AIM: Copy out verbatim the entries below, starting at the line that contains "In this exercise you will locate the tree" and ending at the line that contains "point(90, 85)", with both of those lines included.

DATA SHOWN:

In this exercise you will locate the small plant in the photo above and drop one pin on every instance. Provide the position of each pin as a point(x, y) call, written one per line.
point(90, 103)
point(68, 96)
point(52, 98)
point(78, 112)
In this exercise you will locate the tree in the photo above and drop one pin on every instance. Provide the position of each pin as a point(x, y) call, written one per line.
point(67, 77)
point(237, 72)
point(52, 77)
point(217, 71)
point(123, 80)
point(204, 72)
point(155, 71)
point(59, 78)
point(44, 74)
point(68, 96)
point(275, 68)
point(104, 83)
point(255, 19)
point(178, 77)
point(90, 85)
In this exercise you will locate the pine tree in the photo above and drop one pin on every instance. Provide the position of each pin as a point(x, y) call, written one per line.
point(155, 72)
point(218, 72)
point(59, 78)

--

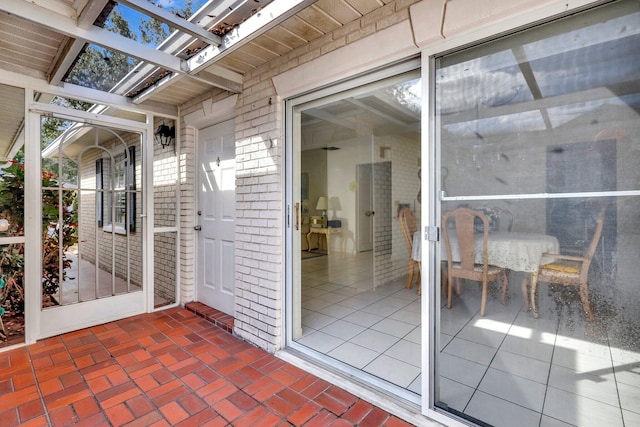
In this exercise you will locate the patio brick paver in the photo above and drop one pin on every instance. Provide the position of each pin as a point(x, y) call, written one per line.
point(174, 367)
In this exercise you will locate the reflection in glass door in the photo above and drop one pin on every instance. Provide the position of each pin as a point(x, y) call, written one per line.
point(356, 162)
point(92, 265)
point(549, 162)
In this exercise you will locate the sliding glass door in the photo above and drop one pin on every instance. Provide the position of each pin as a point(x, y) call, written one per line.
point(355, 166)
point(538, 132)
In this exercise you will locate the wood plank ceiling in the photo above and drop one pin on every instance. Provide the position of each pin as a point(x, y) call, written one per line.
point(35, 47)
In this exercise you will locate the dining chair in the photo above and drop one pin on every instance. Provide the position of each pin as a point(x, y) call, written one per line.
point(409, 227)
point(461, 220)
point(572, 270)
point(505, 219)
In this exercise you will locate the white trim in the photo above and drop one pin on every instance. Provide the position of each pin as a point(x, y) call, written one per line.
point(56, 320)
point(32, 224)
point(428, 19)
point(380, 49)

CORRECT ANSWER:
In this exercise you will locate the tree in the photo above and drop one pin on every instance. Provide the position of each pin as a point(x, y) call, written one per line.
point(67, 77)
point(237, 72)
point(52, 77)
point(217, 71)
point(123, 80)
point(204, 72)
point(155, 71)
point(59, 78)
point(44, 74)
point(68, 96)
point(275, 68)
point(104, 83)
point(255, 19)
point(178, 77)
point(90, 85)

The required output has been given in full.